[Task to carry out]: Rewrite the lines of every record with "white cruise ship" replaced by "red fishing boat", leaving all else unchanged and omitting the pictures.

[The input]:

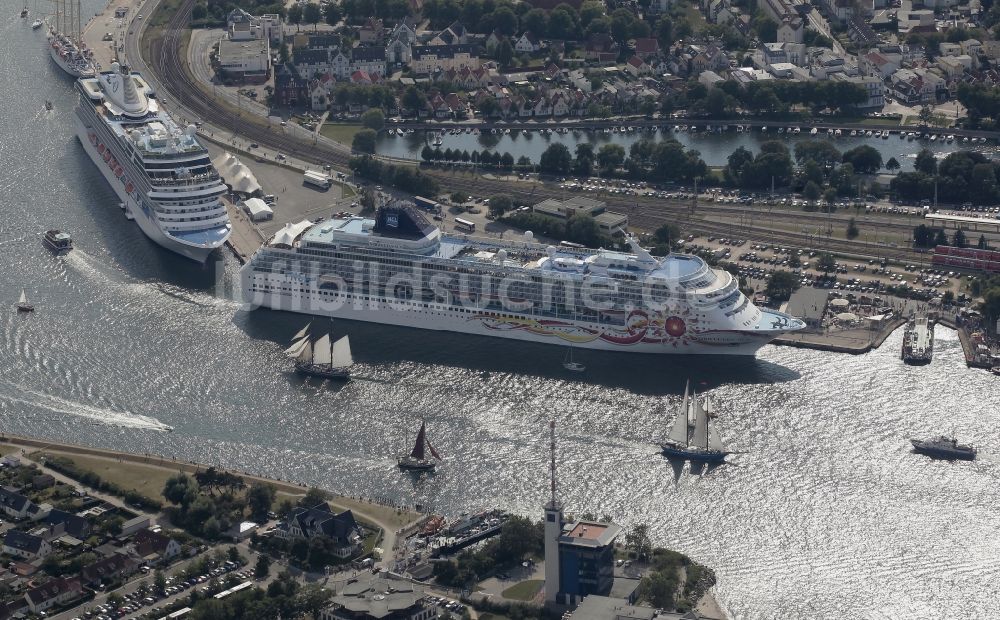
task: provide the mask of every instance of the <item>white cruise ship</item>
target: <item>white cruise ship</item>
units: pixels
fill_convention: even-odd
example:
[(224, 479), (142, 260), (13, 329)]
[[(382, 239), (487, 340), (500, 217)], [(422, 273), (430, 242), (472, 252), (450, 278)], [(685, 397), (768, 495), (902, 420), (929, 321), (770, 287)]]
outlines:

[Answer to this problem]:
task: provide the mask of every instance of the <item>red fishing boat</item>
target: <item>red fishing boat</item>
units: pixels
fill_convention: even-odd
example:
[(224, 479), (142, 260), (13, 329)]
[[(382, 239), (487, 340), (500, 217)], [(422, 273), (430, 242), (472, 252), (450, 278)], [(685, 397), (768, 495), (902, 420), (929, 321), (770, 287)]]
outlines:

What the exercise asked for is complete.